### Texto de lectura ###

Cuando aparece, este aplastacráneos me reduce a una zombi murmurante incapaz de hilar media idea. Oportunista, ataca a la primera de cambio, y ni siquiera se deja atajar porque no repite patrones. No hay mecanismo de defensa que valga cuando, a veces, lo desencadena el estrés; otras, estar demasiado relajada. Puede surgir por falta ¡o exceso! de sueño; estando entre multitudes o solita mi alma; en ayunas o recién cenada… En fin, nada lo aleja, poco lo calma. Solo puedo repetir, parafraseando a cierta cantante pop española: desesperada. 

La migraña es una de las enfermedades más incapacitantes del mundo: palabras de la Organización Mundial de la Salud, no mías. También es una de las patologías más infrafinanciadas e incomprendidas, que no tiene aún tratamiento completamente eficaz. No se le han dedicado suficientes recursos porque no es mortal; okay, pero además porque nosotras la padecemos mucho más que los varones. “El arma más terrible utilizada por las damas contra sus maridos” -como la definió el macanudo de Balzac, que la consideraba un “impuesto matrimonial” a los pobres señores- afecta a casi el 20 por ciento de las mujeres y solo al 6 % de los varones.

### Información ###

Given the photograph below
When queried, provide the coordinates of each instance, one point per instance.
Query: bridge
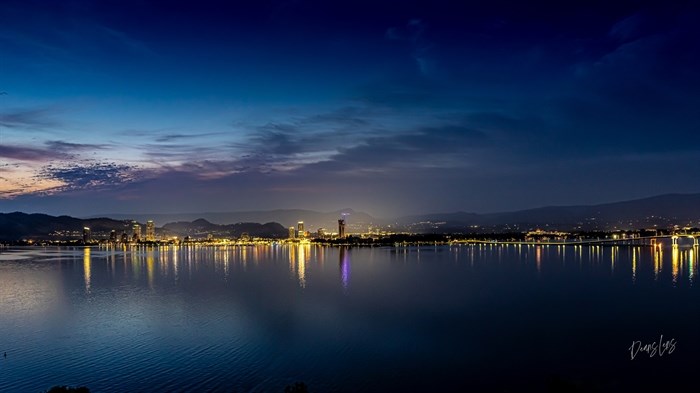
(635, 241)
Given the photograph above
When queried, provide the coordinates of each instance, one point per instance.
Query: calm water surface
(459, 318)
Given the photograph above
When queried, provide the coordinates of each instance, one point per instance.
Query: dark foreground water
(460, 318)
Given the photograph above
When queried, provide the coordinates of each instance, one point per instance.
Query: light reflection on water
(257, 318)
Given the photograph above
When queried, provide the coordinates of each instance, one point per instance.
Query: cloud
(175, 137)
(88, 175)
(414, 32)
(67, 146)
(28, 119)
(22, 153)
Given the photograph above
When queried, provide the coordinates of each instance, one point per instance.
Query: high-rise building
(341, 228)
(300, 229)
(150, 231)
(137, 232)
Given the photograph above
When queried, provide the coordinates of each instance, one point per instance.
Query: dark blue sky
(387, 107)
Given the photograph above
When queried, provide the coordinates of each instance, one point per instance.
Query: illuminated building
(341, 228)
(150, 231)
(137, 232)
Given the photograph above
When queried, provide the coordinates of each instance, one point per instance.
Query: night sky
(387, 107)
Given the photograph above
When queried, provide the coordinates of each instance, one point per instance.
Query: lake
(258, 318)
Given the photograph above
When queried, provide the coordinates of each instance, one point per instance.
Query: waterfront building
(341, 228)
(150, 231)
(136, 236)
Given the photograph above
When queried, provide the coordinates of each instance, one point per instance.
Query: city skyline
(387, 108)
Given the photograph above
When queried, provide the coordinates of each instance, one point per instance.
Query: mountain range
(663, 211)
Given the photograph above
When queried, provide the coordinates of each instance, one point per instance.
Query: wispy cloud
(72, 147)
(29, 119)
(88, 175)
(23, 153)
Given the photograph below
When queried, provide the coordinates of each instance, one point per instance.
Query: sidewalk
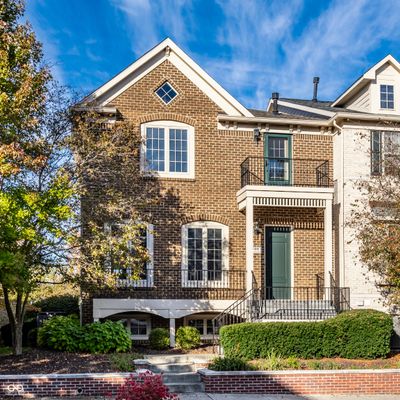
(210, 396)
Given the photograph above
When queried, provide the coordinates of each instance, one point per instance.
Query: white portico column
(172, 332)
(328, 241)
(249, 243)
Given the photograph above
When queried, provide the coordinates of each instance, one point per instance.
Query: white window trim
(191, 147)
(387, 83)
(224, 283)
(148, 328)
(140, 283)
(200, 317)
(159, 98)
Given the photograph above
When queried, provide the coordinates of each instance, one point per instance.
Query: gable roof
(167, 49)
(364, 79)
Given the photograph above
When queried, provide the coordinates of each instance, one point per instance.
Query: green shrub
(103, 337)
(66, 334)
(229, 364)
(159, 338)
(187, 337)
(354, 334)
(32, 337)
(363, 333)
(61, 333)
(122, 362)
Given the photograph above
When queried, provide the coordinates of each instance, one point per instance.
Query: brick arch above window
(166, 116)
(205, 217)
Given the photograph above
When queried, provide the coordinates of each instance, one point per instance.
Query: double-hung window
(127, 276)
(168, 149)
(385, 152)
(138, 326)
(205, 255)
(203, 323)
(387, 96)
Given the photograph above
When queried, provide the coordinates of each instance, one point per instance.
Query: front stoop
(179, 372)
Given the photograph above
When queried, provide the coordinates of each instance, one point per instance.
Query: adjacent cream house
(256, 229)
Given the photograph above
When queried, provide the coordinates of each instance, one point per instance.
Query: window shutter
(376, 153)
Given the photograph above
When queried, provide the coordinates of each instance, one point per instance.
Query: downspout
(341, 216)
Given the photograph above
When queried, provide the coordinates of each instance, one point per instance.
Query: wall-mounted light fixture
(257, 135)
(257, 229)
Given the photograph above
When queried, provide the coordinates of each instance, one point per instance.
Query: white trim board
(167, 49)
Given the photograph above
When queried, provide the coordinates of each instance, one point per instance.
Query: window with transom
(205, 254)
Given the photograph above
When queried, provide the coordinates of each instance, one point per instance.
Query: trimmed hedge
(159, 338)
(187, 338)
(353, 334)
(66, 334)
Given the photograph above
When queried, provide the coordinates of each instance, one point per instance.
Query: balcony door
(277, 262)
(277, 156)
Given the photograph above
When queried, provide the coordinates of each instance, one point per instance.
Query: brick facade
(368, 382)
(212, 194)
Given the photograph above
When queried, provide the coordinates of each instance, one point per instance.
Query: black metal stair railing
(285, 304)
(285, 172)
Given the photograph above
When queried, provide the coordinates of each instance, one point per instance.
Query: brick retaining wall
(303, 382)
(271, 382)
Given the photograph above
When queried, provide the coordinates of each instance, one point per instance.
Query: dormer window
(166, 93)
(387, 97)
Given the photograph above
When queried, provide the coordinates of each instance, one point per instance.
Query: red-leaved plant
(145, 386)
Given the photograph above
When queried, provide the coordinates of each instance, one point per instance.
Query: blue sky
(251, 47)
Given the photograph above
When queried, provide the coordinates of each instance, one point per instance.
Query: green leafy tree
(64, 172)
(376, 219)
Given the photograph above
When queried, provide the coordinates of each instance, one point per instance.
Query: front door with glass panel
(278, 164)
(277, 263)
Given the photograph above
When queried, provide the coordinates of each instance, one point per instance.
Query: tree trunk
(16, 319)
(17, 338)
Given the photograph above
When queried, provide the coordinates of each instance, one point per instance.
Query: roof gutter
(363, 117)
(272, 120)
(97, 109)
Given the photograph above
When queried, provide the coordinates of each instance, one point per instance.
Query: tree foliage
(63, 175)
(376, 221)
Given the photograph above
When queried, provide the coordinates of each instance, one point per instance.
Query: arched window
(168, 149)
(205, 254)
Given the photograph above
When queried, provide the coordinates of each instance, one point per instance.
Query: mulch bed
(39, 361)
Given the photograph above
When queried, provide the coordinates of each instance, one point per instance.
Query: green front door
(277, 263)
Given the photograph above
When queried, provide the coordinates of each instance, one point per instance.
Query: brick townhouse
(256, 227)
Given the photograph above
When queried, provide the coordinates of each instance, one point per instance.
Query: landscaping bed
(40, 361)
(391, 362)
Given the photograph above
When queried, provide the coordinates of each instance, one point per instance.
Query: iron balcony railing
(183, 277)
(285, 172)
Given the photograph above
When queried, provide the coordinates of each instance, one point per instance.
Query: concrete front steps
(179, 372)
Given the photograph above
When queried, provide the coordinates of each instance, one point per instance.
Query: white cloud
(271, 52)
(148, 20)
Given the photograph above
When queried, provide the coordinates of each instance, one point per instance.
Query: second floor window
(385, 152)
(168, 149)
(387, 97)
(205, 253)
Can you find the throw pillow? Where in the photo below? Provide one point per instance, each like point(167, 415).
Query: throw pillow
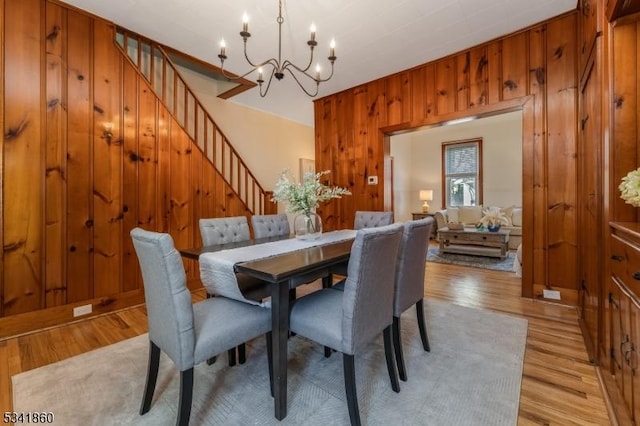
point(470, 214)
point(516, 217)
point(452, 214)
point(508, 213)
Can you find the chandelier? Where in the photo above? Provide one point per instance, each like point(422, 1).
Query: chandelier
point(278, 66)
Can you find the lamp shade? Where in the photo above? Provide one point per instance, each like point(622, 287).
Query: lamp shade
point(426, 195)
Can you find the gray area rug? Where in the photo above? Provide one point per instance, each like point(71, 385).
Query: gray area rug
point(494, 263)
point(471, 377)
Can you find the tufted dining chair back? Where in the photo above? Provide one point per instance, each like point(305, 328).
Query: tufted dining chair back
point(270, 225)
point(222, 230)
point(367, 219)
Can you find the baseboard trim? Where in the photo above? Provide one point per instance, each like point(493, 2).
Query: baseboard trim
point(31, 322)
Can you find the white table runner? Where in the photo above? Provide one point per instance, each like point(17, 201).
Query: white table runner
point(217, 268)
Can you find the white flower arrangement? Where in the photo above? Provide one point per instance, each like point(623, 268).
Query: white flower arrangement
point(630, 188)
point(307, 195)
point(493, 217)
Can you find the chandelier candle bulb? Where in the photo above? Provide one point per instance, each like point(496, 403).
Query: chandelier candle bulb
point(245, 23)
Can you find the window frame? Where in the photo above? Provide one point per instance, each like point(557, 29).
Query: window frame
point(478, 175)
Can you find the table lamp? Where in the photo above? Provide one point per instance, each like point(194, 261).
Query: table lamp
point(426, 195)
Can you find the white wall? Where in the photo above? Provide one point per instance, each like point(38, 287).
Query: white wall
point(268, 144)
point(417, 161)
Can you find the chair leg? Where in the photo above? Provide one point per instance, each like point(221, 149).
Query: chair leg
point(152, 375)
point(397, 346)
point(269, 337)
point(422, 326)
point(388, 354)
point(350, 388)
point(242, 353)
point(186, 394)
point(231, 353)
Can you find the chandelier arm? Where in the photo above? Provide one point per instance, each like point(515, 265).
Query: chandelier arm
point(271, 62)
point(304, 72)
point(304, 89)
point(287, 62)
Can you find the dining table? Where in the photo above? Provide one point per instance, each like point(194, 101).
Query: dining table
point(283, 263)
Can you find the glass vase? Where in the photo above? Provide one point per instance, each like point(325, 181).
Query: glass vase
point(307, 226)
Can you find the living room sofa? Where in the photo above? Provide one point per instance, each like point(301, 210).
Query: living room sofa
point(470, 215)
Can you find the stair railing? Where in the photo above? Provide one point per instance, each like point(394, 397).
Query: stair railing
point(157, 68)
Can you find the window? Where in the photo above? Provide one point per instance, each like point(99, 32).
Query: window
point(462, 172)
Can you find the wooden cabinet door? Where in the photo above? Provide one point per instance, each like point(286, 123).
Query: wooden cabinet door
point(633, 359)
point(616, 335)
point(626, 350)
point(590, 190)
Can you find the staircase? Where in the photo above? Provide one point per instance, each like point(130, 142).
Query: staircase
point(157, 68)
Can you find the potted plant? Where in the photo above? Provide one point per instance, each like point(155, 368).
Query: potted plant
point(493, 218)
point(303, 198)
point(630, 188)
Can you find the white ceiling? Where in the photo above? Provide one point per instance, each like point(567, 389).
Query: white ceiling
point(374, 38)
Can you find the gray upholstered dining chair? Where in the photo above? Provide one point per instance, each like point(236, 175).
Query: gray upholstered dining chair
point(270, 225)
point(188, 333)
point(233, 229)
point(348, 320)
point(367, 219)
point(409, 283)
point(222, 230)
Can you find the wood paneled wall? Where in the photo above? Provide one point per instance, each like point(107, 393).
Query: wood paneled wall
point(534, 70)
point(88, 152)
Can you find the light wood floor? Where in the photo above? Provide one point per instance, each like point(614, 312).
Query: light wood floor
point(559, 385)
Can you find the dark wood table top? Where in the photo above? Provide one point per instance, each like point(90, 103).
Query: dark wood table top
point(285, 266)
point(195, 252)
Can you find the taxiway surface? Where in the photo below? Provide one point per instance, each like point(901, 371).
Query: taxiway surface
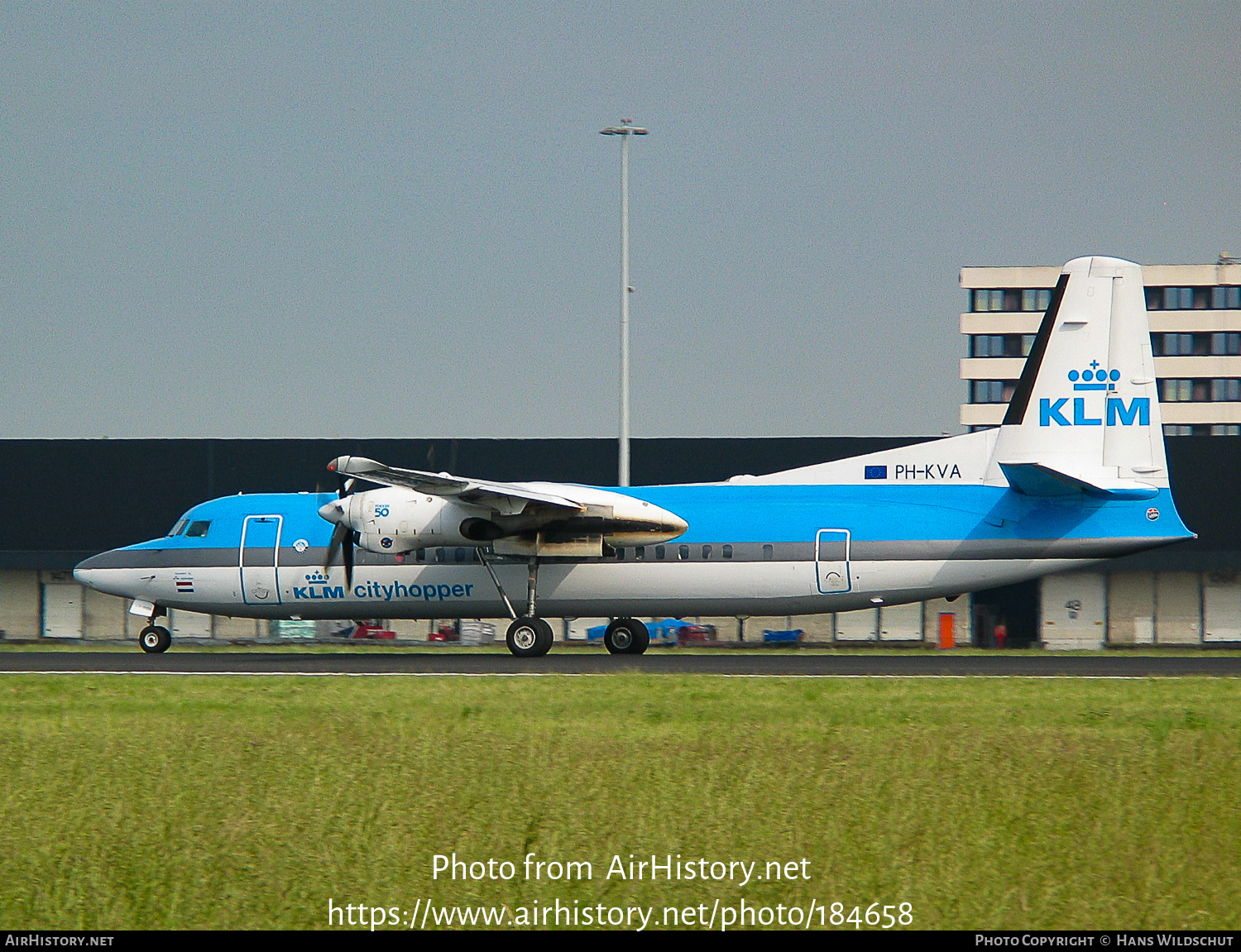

###

# Consigna 1
Reproduce literalmente el fragmento del texto sobre la migraña que va de "Cuando aparece, este" a "pop española: desesperada.", ambos incluidos.
# Consigna 2
Prosigue, por favor, el texto sobre la migraña a partir de su última oración.

# Espacio de respuesta 1
Cuando aparece, este aplastacráneos me reduce a una zombi murmurante incapaz de hilar media idea. Oportunista, ataca a la primera de cambio, y ni siquiera se deja atajar porque no repite patrones. No hay mecanismo de defensa que valga cuando, a veces, lo desencadena el estrés; otras, estar demasiado relajada. Puede surgir por falta ¡o exceso! de sueño; estando entre multitudes o solita mi alma; en ayunas o recién cenada… En fin, nada lo aleja, poco lo calma. Solo puedo repetir, parafraseando a cierta cantante pop española: desesperada.

# Espacio de respuesta 2
El experto que me soltó la mano seguro me tildaría de paranoica, pero se sabe que la medicina tiene una deuda enorme con las mujeres. Históricamente se nos excluyó de la investigación, dejando las dosis de fármacos calibradas para hombres y sin comprender a fondo nuestra biología. El cuadro de situación actual: décadas de atraso en estudios de enfermedades típicamente femeninas, diagnósticos tardíos y tratamientos insuficientes, junto a un sesgo archiconocido, el de minimizar o malinterpretar nuestros síntomas…

“Desde el siglo XIX, la migraña ha sido vista como un pretexto”, señala la filósofa y doctora en historia de la medicina Esther Lardreau, autora francesa de La Migraine, biographie d'une maladie (2014), ponderado ensayo donde, asimismo, relata que la palabra ya existía en la Edad Media: “Inicialmente un adjetivo, el término refería a un dolor en la cabeza que acompañaba a ciertas enfermedades. Hablamos de ‘gota migrañosa’, de ‘fiebre migrañosa’. A partir del siglo XIV, pasó a ser sinónimo de dolor en la mitad del cráneo. Sorprendentemente, es el vocablo popular migraña el que pasa al lenguaje médico”. Esther aclara, por si las mosquitas, que hay descripciones de ataques de jaqueca todavía más lejanos, de la Antigüedad, cuando la medicina rudimentaria se abría camino a tientas.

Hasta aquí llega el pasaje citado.